## TASK DETAILS
Take the lines in the listing below from the line with "Would you be able to point at the stone" up to and including the line with "Would you be able to point at the green grass" and set them down exactly, skipping pictures and adding nothing.

'''

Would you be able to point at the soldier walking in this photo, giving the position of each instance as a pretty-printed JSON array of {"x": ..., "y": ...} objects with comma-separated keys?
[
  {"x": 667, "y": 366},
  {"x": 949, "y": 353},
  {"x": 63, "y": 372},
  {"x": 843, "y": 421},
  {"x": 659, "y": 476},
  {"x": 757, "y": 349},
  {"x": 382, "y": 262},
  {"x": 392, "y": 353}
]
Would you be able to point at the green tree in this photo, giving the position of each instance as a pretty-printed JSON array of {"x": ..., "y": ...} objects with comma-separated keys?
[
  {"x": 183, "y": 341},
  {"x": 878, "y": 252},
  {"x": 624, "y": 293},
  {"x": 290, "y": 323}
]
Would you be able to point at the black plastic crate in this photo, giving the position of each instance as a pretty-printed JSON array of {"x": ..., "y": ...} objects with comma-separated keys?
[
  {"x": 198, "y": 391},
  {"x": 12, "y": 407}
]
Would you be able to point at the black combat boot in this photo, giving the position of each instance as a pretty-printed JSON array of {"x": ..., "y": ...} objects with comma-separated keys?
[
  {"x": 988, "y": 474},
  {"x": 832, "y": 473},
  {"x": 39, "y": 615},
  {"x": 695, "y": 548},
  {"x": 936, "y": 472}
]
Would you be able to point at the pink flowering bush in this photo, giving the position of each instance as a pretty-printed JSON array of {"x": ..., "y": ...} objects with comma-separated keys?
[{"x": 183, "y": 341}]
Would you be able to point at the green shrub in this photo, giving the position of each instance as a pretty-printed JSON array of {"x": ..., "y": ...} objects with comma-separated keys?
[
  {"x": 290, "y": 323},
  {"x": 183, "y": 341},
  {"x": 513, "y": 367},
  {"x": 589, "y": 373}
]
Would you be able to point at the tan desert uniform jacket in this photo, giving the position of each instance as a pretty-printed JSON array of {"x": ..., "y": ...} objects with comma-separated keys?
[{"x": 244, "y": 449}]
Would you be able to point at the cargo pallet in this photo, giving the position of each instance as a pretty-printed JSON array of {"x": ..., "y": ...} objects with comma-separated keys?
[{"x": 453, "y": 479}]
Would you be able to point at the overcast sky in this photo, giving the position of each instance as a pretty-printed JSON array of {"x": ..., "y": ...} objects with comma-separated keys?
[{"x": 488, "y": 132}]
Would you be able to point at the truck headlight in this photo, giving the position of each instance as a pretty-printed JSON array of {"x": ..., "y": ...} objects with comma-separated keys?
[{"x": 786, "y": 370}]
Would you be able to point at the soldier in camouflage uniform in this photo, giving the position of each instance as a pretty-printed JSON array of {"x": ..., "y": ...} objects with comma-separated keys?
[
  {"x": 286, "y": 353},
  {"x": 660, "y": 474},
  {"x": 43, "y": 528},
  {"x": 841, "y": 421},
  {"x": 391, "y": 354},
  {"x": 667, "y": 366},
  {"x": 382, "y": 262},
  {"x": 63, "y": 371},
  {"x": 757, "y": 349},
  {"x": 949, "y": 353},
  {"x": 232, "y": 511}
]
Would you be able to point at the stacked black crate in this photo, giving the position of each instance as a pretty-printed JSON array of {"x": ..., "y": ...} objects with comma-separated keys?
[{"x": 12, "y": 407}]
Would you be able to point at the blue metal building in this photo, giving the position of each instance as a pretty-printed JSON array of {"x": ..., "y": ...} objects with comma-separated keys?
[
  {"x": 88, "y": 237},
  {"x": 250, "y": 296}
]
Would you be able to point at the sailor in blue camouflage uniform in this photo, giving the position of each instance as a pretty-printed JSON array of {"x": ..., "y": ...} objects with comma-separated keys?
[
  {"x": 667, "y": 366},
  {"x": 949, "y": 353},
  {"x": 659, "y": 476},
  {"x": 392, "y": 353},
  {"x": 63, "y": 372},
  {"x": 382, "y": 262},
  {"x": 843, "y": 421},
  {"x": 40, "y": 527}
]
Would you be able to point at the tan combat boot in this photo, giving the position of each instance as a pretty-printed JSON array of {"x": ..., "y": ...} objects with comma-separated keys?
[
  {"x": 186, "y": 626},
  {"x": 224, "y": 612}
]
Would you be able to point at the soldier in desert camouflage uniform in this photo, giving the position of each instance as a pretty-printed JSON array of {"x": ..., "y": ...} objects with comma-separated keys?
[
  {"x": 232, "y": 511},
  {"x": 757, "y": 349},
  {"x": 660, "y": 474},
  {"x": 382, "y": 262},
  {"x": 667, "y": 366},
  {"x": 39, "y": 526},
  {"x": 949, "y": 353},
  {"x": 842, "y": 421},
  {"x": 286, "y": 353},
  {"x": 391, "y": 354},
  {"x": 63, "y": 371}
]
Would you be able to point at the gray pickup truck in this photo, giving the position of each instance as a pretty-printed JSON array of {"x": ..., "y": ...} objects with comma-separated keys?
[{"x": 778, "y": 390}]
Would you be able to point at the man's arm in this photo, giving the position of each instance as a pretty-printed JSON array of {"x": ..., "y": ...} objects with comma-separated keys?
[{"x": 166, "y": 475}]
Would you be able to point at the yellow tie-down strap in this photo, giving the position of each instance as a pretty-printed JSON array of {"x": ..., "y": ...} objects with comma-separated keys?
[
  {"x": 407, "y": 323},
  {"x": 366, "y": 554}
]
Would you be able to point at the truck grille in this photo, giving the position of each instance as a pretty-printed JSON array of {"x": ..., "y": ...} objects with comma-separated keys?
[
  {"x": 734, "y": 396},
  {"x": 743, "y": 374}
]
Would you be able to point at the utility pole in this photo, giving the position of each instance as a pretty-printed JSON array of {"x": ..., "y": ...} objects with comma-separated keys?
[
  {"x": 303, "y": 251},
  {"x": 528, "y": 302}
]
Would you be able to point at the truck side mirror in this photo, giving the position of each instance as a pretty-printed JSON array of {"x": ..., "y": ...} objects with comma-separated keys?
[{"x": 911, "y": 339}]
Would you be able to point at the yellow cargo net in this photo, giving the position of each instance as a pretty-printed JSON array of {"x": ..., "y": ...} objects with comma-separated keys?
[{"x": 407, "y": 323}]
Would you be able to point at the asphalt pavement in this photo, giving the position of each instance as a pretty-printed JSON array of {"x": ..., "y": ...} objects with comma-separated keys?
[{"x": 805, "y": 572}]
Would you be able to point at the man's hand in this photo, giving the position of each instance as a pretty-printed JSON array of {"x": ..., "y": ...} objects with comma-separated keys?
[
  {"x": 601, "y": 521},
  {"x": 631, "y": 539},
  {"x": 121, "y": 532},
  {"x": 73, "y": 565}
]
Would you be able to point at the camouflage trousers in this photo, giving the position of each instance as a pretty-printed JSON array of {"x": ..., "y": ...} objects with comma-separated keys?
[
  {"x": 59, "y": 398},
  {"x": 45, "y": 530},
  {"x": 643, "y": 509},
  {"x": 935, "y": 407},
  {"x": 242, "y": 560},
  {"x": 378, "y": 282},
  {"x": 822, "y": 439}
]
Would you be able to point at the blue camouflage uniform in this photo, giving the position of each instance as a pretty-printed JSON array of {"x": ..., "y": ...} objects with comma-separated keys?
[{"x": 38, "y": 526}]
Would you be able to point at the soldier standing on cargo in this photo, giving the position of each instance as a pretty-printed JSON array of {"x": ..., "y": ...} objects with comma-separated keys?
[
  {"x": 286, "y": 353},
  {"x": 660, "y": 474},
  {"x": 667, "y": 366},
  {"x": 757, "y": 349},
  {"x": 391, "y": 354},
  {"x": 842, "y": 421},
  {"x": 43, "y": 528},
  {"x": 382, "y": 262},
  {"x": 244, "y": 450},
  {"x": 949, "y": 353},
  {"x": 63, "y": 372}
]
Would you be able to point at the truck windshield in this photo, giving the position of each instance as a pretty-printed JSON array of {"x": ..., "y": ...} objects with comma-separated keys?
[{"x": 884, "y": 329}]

'''
'''

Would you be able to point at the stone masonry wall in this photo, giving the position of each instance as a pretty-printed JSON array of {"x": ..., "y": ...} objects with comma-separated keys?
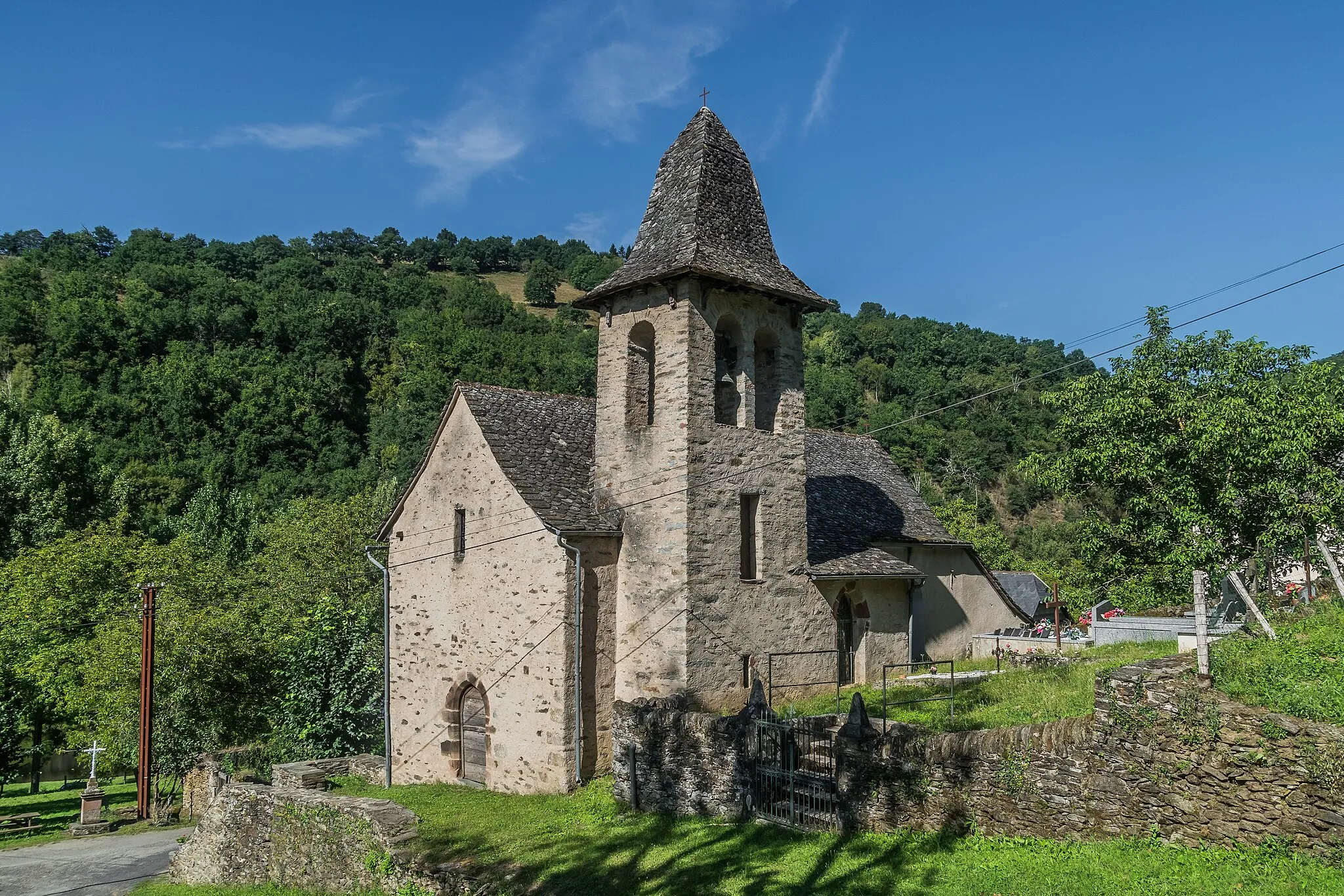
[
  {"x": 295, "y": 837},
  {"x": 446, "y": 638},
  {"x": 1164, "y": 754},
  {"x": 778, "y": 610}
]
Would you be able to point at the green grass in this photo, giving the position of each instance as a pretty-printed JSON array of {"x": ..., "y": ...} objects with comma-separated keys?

'''

## OUTPUT FOR THIS TASK
Would you be able to point at the stone masonry wall in this photo, giving the position of each instance as a pretty-printed JSON array of {"x": ..., "y": ...} objects with comma-separated keys?
[
  {"x": 295, "y": 837},
  {"x": 446, "y": 638},
  {"x": 1164, "y": 754},
  {"x": 778, "y": 610}
]
Would you be able to point at the green grass in this photo, giving the position of each instance as a pretty-printed JSON array of {"x": ..., "y": ...} objects with comma-separated keys?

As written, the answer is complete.